Um especialista da Organização das Nações Unidas em direitos humanos apelou hoje ao cessar-fogo na República Centro-Africana (RCA), país que considera estar à beira de "uma catástrofe" sanitária definitiva se não concentrar esforços no combate ao novo coronavírus.
"A República Centro-Africana está a ser atingida pela pandemia da covid-19 e a caminhar para uma catástrofe sanitária definitiva se não cessarem imediatamente as hostilidades no país", afirmou Yao Agbetse, especialista independente da Organização das Nações Unidas (ONU) sobre a situação dos direitos humanos naquele país africano.
Por isso, numa nota emitida a partir de Genebra, apela "a uma paragem imediata dos ataques dos grupos armados, para que se possa criar um ambiente propício a uma mobilização nacional mais forte contra a covid-19".
Para Yao Agbetse, este é um momento em que "todas as energias do país devem ser canalizadas para a luta coletiva contra a pandemia".
Assim, exorta o Governo da RCA "a continuar as suas medidas para limitar a propagação da covid-19 e a aplicá-las em todo o território nacional, de acordo com os princípios fundamentais dos direitos humanos, incluindo os relacionados com a saúde pública, que exigem ações proporcionadas, necessárias e não discriminatórias", sublinha na mesma nota.

**QUESTÕES E TAREFAS**
(A) No excerto sobre o apelo ao cessar-fogo na República Centro-Africana, de que cidade foi emitida a nota de Yao Agbetse?
(B) Prolongue o texto sobre o apelo da ONU ao cessar-fogo na República Centro-Africana a partir da última frase apresentada.

**LISTAGEM FORNECIDA**
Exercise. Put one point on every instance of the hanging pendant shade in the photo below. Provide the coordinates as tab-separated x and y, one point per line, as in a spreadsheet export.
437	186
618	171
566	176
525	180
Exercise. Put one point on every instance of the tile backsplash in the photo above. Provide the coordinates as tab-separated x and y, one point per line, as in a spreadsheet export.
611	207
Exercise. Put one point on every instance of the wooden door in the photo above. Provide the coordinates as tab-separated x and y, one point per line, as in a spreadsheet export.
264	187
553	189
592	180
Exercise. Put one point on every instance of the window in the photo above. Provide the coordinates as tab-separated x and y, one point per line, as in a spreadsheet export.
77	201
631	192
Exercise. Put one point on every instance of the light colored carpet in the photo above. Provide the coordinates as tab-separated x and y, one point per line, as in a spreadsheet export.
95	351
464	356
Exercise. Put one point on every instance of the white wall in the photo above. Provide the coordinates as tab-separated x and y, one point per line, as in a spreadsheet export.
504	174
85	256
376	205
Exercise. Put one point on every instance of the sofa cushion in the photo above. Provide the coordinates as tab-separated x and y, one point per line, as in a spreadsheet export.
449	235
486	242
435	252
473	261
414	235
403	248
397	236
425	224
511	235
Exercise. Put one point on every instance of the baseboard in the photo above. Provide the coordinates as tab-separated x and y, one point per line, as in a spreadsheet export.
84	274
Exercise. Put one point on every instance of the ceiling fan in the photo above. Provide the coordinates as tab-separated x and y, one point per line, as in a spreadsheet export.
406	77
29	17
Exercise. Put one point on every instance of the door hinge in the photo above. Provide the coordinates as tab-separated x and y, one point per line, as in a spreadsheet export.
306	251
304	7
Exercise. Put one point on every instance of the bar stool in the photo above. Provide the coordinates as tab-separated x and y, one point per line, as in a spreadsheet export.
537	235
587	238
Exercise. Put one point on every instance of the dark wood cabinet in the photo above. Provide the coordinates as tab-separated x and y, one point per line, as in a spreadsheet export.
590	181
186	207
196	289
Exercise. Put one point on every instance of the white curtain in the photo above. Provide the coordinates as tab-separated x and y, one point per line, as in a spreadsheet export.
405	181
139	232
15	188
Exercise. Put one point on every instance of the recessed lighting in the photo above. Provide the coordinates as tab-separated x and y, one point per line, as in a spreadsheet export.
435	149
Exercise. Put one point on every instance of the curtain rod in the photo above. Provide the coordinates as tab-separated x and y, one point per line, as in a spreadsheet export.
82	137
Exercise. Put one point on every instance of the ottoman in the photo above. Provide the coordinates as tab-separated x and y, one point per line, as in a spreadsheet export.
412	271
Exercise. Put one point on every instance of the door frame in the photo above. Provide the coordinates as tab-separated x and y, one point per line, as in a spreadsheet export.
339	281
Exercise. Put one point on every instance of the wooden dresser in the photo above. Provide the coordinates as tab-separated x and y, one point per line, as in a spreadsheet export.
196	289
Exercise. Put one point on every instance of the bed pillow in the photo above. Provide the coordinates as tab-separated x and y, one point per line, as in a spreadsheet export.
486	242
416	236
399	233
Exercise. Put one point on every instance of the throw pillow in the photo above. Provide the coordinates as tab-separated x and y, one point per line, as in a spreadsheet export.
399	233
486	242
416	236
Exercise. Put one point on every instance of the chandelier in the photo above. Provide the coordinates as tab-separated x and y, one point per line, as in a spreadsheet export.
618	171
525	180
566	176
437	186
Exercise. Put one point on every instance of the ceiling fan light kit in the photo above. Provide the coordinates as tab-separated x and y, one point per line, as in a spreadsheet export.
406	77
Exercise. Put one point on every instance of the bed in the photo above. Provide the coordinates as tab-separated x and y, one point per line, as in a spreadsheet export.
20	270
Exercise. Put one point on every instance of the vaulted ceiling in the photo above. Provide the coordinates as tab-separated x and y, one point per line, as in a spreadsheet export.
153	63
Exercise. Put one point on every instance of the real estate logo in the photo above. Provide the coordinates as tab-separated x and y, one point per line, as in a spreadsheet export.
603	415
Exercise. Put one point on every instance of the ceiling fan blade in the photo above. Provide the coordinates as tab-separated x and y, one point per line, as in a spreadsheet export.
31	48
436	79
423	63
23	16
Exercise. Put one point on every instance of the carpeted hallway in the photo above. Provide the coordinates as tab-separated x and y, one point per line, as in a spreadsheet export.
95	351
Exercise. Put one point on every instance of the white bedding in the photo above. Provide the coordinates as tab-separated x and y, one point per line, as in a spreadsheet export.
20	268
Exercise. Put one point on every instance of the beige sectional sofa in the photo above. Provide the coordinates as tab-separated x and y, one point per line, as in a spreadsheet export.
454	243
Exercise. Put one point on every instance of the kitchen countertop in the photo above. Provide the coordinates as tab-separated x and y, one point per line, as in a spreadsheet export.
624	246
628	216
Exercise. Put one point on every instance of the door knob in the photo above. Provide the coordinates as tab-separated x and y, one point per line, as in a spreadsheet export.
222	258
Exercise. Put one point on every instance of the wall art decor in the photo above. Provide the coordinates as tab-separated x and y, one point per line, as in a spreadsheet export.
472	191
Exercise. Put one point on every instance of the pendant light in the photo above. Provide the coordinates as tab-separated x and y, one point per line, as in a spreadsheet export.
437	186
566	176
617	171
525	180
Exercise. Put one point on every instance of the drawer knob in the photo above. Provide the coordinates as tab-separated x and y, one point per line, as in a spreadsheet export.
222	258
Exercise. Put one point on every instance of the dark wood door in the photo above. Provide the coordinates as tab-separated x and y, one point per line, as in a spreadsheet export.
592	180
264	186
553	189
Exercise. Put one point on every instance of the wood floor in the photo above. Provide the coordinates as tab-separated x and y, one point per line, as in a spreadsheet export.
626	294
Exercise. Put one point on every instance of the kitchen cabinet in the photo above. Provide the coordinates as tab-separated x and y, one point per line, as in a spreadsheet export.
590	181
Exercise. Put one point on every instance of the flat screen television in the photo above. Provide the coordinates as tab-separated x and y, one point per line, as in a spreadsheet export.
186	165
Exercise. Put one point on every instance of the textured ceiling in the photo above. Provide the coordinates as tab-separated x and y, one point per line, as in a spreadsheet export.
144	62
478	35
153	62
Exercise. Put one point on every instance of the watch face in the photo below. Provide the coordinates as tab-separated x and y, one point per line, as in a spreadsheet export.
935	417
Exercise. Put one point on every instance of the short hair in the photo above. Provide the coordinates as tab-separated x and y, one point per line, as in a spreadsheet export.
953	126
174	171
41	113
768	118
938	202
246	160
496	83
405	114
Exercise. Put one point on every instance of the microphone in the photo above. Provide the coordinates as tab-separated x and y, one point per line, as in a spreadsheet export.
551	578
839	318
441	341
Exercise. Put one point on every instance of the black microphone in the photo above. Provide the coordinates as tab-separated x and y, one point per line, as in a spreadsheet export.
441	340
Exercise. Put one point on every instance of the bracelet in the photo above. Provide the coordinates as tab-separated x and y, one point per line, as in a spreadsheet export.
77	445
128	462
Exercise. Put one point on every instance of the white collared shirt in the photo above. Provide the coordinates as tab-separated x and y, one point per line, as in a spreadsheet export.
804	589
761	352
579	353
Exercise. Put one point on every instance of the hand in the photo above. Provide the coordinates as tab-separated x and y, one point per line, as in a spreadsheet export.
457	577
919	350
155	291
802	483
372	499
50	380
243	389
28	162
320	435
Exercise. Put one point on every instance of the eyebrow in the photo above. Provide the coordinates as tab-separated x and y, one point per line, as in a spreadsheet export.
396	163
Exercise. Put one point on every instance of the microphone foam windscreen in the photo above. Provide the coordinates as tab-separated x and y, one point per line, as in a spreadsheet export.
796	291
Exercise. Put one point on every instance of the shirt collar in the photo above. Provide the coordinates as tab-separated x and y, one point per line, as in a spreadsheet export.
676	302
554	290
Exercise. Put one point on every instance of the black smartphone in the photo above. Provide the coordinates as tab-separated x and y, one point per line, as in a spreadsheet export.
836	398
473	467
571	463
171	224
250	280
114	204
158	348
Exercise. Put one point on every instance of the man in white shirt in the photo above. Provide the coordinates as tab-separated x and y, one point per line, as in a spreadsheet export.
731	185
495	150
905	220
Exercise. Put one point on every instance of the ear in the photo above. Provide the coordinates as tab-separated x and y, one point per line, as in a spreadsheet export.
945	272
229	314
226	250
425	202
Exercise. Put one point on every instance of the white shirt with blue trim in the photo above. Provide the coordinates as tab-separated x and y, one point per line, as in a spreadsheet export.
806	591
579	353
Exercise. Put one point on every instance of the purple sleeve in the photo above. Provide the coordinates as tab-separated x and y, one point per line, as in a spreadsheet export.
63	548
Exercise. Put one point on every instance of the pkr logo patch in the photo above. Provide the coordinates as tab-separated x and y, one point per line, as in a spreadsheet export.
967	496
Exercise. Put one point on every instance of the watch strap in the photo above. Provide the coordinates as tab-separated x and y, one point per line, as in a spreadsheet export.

**RESPOSTAS POR TAREFA**
(A) De Genebra.

(B)
Mas também apela ao executivo para que, ao mesmo tempo, "continue a implementar os seus compromissos no âmbito do Acordo de Paz de fevereiro de 2019" e para que "acelere a implementação dos mecanismos de justiça transitórios".
Para Agbetse, o Governo deve ainda "restaurar a autoridade do Estado, inclusive através da redistribuição dos serviços de saúde e dos seus profissionais para áreas ainda sob o controle de grupos armados".
Aos grupos armados, o especialista da ONU apela a que "cessem imediatamente todos os ataques contra a população civil, agentes do Estado e soldados da Missão Multidimensional Integrada das Nações Unidas na RCA (Minusca)", destacando que "qualquer entrave às operações humanitárias deve ser levantado".
"Os grupos armados devem desocupar os edifícios públicos, incluindo os centros de saúde que continuam a ocupar, e devem contribuir, nas áreas sob seu controle, para o respeito pelas medidas tomadas pelo Governo para combater a covid-19", disse.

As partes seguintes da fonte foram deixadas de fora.